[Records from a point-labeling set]
##########

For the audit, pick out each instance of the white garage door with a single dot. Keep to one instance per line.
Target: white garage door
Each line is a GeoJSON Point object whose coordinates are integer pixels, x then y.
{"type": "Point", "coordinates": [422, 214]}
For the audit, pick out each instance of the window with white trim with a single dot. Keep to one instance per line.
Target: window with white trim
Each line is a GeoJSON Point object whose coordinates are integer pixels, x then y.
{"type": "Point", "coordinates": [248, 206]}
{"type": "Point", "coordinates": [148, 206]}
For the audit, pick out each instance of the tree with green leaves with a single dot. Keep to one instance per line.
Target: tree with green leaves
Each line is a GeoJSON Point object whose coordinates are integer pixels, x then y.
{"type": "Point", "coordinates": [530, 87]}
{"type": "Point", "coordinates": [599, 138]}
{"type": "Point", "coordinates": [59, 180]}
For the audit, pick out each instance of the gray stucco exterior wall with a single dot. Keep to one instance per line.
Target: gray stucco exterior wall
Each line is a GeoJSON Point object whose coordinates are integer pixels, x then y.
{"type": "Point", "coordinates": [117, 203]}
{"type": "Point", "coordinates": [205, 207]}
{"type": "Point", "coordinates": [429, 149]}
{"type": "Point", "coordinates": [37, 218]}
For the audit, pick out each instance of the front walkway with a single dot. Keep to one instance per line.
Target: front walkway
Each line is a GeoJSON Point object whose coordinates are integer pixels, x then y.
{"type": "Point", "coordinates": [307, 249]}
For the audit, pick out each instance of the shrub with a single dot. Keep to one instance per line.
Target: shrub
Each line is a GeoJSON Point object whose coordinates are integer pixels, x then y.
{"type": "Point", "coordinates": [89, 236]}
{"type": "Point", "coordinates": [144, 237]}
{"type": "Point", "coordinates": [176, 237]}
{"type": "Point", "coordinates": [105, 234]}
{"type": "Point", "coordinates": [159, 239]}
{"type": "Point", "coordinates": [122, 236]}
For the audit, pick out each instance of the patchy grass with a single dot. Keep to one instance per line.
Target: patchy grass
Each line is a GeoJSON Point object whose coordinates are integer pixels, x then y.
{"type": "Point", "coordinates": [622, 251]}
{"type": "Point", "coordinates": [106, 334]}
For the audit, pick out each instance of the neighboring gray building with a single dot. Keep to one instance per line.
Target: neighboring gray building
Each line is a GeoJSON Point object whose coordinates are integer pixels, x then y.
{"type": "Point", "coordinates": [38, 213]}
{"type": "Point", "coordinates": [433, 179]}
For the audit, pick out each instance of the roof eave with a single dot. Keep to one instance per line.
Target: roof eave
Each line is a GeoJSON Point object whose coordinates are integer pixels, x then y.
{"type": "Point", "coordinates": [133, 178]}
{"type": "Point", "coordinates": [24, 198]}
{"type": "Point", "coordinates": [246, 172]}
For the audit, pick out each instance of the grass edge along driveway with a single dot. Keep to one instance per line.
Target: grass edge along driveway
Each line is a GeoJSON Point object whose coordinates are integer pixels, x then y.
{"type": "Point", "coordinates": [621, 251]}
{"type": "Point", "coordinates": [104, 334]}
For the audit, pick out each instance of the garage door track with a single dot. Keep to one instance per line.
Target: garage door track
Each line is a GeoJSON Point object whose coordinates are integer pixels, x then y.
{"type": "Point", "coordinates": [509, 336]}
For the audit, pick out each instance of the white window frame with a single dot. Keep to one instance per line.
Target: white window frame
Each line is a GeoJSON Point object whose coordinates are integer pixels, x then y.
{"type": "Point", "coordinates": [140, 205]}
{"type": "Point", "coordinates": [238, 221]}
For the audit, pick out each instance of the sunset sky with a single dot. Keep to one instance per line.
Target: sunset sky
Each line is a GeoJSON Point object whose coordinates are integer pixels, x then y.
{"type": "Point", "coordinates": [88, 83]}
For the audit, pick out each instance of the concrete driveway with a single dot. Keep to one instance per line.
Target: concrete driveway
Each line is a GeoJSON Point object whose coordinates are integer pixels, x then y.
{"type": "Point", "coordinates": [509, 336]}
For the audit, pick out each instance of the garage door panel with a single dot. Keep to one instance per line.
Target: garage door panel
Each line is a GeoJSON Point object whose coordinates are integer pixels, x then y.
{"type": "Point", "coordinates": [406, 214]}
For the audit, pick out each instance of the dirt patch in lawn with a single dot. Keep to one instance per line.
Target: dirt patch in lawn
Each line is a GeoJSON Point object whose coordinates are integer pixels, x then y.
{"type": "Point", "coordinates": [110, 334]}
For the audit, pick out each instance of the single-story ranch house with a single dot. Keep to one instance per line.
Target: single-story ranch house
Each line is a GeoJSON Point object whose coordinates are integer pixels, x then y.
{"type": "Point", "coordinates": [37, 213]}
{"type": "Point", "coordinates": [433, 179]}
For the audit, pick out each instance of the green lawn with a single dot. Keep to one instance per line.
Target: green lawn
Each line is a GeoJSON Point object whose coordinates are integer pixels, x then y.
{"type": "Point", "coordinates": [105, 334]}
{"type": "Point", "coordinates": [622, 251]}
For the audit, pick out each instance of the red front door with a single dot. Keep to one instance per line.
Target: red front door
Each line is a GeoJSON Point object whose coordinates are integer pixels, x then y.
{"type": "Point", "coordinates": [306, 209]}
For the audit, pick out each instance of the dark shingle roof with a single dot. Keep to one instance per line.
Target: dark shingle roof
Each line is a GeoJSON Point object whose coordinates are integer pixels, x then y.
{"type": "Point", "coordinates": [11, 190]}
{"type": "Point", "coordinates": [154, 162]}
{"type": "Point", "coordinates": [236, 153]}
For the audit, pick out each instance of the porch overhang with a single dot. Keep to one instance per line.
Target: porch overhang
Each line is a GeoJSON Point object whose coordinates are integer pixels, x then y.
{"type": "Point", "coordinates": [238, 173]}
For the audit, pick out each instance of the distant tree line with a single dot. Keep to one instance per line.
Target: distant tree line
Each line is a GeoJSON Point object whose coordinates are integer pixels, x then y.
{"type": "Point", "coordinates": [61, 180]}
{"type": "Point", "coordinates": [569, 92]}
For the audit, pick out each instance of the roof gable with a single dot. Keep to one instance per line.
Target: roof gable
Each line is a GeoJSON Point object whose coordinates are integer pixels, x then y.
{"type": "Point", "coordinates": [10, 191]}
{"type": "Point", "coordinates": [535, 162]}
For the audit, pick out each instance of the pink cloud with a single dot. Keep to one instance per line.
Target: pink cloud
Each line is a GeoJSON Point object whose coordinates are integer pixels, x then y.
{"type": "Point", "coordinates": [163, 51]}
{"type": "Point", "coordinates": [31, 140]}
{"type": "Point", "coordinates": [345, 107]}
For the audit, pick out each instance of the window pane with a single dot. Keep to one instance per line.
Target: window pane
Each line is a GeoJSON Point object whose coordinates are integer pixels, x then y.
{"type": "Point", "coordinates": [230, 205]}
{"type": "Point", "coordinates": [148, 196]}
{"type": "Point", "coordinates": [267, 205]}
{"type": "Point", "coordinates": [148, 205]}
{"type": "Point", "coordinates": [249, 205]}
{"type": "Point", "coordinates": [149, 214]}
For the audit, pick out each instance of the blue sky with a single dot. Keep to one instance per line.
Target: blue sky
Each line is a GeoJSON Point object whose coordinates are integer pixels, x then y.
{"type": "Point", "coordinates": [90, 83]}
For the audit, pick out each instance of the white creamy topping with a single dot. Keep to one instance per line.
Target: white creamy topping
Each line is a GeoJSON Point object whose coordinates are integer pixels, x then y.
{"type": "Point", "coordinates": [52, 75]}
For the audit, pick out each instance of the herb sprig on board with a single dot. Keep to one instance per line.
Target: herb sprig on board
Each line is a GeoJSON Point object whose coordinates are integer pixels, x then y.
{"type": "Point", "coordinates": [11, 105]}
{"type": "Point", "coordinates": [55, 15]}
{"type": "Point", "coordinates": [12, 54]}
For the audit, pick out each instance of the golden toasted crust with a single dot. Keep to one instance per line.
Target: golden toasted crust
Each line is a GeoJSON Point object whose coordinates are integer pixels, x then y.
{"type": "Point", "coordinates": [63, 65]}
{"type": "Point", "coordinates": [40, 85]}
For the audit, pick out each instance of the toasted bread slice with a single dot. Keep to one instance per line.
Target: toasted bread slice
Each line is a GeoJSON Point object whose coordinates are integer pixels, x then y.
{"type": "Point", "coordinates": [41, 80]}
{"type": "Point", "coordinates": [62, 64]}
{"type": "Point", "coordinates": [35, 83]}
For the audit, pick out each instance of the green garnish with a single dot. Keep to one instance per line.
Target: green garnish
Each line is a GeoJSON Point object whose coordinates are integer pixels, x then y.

##########

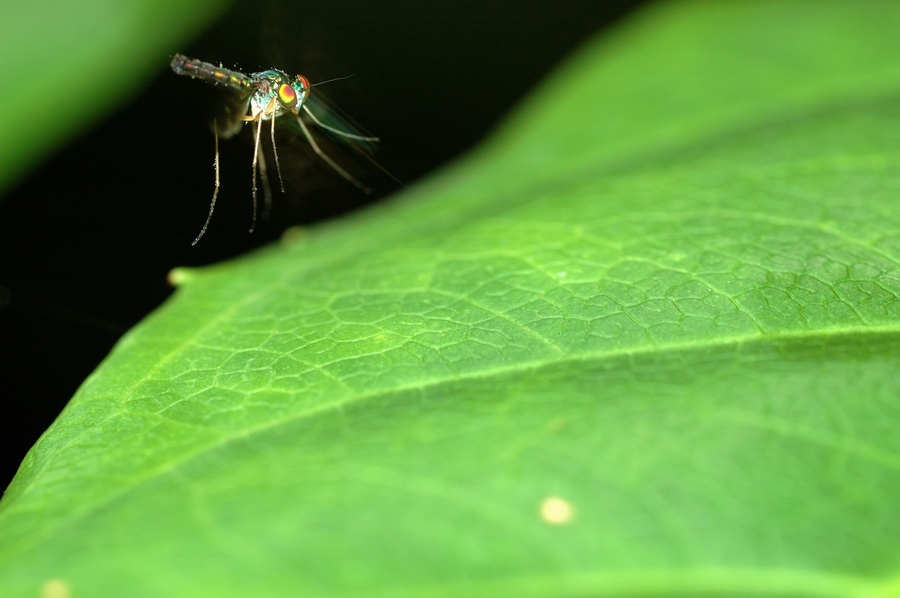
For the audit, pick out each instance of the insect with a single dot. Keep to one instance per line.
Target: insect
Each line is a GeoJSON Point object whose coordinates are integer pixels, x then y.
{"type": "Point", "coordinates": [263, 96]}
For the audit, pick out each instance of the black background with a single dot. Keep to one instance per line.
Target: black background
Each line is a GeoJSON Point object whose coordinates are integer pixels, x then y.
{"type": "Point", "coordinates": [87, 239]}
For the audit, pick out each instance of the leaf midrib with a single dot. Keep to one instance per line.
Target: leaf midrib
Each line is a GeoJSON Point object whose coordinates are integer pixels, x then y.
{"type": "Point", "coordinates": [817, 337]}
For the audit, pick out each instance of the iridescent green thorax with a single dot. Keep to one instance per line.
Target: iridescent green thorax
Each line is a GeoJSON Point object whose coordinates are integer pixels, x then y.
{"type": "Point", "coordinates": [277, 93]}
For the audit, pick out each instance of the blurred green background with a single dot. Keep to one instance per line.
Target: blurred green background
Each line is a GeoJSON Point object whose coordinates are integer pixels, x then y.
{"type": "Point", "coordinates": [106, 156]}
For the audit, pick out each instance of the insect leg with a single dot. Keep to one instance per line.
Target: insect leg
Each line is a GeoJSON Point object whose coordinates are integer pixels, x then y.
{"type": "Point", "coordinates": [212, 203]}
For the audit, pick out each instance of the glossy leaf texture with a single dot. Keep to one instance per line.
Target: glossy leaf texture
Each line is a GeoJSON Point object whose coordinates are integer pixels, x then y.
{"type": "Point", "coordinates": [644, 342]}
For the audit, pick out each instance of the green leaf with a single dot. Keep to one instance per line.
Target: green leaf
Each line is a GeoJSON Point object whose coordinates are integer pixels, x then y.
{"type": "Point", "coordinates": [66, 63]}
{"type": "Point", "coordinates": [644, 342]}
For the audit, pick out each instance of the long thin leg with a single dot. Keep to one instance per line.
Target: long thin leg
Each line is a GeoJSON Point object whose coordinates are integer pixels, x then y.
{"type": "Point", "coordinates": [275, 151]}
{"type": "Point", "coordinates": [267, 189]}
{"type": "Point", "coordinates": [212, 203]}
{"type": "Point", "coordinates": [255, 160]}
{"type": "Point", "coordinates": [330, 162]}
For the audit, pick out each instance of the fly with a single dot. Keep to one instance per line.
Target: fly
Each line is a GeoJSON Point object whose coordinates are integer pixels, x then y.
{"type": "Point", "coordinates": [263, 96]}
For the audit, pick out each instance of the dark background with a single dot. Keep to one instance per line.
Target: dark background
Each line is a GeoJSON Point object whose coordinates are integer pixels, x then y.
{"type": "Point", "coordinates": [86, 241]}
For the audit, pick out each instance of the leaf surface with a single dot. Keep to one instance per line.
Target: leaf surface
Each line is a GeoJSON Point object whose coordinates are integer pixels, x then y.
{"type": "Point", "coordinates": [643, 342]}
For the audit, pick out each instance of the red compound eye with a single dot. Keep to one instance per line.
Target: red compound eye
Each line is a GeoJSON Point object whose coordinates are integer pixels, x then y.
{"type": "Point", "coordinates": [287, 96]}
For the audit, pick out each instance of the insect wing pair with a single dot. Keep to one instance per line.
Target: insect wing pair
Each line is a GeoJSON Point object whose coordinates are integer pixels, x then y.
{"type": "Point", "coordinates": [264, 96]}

##########

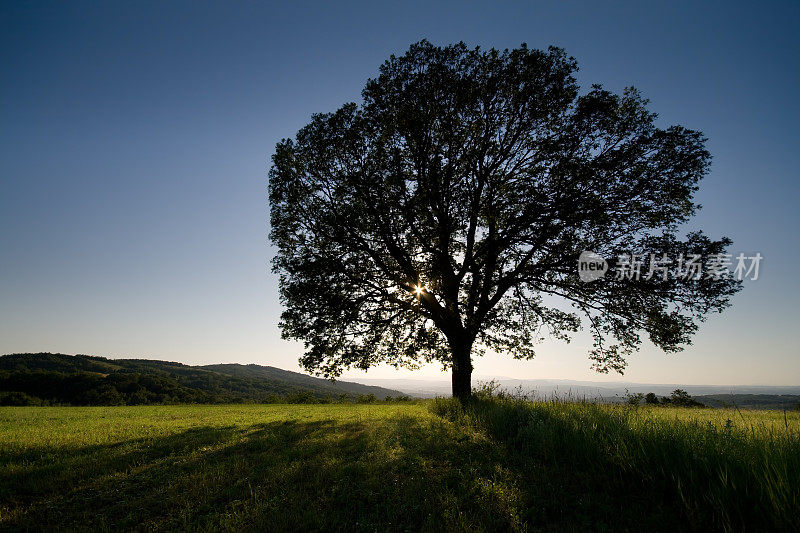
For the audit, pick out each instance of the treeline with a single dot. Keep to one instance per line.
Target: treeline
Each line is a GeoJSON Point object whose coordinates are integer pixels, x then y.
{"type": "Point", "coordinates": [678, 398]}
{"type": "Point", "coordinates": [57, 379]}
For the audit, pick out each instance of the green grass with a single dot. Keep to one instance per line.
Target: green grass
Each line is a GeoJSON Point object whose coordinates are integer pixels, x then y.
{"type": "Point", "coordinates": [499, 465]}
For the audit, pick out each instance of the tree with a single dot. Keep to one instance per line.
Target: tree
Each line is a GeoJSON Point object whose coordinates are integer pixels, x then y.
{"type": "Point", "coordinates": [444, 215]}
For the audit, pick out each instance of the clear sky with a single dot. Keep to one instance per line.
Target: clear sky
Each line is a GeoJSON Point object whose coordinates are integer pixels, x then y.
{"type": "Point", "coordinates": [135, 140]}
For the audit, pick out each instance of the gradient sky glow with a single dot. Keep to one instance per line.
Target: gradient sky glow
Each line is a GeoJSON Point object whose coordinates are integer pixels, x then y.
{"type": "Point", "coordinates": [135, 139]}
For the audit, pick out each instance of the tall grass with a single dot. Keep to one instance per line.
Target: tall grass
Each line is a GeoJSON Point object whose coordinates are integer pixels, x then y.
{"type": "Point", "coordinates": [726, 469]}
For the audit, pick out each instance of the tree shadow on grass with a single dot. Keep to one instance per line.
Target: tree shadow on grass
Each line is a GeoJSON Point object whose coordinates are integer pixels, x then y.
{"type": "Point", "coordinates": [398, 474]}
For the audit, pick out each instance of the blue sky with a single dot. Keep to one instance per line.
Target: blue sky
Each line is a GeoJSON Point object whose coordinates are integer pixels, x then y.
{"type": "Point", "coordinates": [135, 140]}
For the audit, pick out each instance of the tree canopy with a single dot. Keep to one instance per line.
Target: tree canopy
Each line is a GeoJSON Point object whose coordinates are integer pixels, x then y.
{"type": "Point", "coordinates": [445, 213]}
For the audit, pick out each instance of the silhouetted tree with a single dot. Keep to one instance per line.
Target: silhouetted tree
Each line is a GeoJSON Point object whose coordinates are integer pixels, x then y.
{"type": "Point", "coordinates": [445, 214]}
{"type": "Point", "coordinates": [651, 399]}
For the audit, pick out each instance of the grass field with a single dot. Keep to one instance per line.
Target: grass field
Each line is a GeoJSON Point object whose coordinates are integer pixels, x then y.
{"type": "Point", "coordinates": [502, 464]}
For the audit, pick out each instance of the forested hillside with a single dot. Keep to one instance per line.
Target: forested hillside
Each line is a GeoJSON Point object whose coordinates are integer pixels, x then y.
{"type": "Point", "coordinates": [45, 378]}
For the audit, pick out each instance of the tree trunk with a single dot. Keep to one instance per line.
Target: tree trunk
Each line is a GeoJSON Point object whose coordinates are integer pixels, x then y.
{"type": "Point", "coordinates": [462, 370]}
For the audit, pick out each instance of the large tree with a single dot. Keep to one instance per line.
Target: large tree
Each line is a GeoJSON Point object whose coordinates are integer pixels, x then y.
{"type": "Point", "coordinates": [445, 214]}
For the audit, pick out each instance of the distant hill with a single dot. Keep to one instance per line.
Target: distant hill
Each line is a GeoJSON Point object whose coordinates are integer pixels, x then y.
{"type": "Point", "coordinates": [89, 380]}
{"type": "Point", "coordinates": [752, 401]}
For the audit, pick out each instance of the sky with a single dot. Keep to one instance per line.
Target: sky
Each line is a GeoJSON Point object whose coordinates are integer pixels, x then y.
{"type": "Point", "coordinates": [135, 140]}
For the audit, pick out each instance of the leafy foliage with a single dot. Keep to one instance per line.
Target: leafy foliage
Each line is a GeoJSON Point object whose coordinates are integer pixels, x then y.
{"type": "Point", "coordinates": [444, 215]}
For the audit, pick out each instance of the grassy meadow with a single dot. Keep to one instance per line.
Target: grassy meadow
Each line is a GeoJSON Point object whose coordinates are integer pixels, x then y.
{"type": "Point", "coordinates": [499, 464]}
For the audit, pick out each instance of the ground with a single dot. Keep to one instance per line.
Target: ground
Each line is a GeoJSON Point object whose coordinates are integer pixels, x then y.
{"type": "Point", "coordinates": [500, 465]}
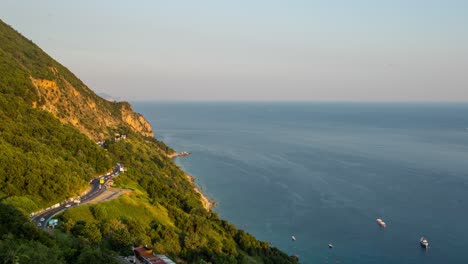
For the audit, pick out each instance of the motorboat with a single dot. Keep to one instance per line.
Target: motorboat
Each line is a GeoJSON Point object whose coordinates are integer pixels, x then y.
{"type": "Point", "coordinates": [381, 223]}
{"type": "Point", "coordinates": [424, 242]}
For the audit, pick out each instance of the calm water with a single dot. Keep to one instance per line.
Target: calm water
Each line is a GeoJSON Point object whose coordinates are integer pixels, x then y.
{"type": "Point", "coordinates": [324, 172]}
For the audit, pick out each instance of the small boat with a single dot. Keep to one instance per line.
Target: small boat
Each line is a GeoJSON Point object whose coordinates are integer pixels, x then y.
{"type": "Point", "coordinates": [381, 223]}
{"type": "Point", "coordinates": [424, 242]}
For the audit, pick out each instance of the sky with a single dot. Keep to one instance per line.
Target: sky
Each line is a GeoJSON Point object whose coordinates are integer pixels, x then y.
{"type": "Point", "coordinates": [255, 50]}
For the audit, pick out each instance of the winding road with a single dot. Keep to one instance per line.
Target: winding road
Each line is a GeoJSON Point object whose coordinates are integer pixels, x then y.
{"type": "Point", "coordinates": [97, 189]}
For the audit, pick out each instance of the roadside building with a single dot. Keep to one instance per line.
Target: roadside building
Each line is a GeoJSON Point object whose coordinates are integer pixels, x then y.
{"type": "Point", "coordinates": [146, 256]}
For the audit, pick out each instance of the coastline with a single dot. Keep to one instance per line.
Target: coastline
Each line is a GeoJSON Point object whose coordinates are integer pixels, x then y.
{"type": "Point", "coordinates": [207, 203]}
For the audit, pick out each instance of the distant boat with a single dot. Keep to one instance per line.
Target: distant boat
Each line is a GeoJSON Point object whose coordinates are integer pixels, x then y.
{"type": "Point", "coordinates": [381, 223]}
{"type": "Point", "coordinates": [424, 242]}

##########

Show every line of the data above that contains the word "pair", reproducing each such line in full.

For the audit, pick out each instance of the insect wing pair with a single dot. Keep to one instance per line.
Target: insect wing pair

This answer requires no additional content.